Rows from a pointing dataset
▬▬▬▬▬▬
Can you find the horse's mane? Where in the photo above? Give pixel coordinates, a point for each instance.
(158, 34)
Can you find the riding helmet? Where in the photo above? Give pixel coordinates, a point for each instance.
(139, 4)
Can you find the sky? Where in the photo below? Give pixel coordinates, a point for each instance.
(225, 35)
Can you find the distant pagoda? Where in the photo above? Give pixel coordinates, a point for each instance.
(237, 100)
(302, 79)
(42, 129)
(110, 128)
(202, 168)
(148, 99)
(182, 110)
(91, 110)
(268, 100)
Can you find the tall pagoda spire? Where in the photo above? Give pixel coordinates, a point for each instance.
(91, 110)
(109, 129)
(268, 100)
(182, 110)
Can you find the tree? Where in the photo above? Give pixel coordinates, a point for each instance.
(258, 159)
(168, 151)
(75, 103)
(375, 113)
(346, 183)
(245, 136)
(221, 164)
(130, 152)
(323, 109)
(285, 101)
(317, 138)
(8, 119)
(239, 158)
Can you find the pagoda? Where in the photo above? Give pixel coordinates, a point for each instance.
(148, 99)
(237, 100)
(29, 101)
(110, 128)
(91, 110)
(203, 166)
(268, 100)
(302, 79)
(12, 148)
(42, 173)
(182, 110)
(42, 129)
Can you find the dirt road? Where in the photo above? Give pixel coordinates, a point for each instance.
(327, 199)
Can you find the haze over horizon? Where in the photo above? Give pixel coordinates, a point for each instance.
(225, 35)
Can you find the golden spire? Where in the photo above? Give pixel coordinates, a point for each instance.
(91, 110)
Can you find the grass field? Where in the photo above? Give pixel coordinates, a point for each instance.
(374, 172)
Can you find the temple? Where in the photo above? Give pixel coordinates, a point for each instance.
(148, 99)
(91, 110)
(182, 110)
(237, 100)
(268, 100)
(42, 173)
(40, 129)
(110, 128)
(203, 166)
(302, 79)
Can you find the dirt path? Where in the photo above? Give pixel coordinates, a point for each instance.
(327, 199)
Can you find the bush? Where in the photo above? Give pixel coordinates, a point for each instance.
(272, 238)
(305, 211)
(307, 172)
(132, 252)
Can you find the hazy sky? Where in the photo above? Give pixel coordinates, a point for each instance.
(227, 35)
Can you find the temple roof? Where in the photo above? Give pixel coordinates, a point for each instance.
▬▬▬▬▬▬
◆ Task brief: All lines from the one with "Can you find the golden" through the final line above are to be quoted exactly; quote no other line.

◆ Exercise answer:
Can you find the golden spire? Where in the photo above? Give pixel coordinates, a point for each instance.
(91, 110)
Can you find the grass field? Where in the photo above? Give pixel coordinates, a point for each instance.
(374, 172)
Can you find the temple? Where in the photo above? Give pixel coordinates, a point for each instance.
(148, 99)
(91, 110)
(182, 110)
(237, 100)
(268, 100)
(42, 173)
(40, 129)
(110, 128)
(203, 166)
(302, 79)
Can you find the dirt path? Where in the photo above? Give pixel coordinates, a point for each instance.
(327, 199)
Can you find the bush? Where in the photo above? Give pixel coordinates, a point for each instance.
(272, 238)
(305, 211)
(307, 172)
(132, 252)
Can you find the hazy sky? Where in the photo above? Give pixel coordinates, a point for each instance.
(227, 35)
Can you find the temple roof? Where in the photo above? Give pixel coordinates, a point for each instance.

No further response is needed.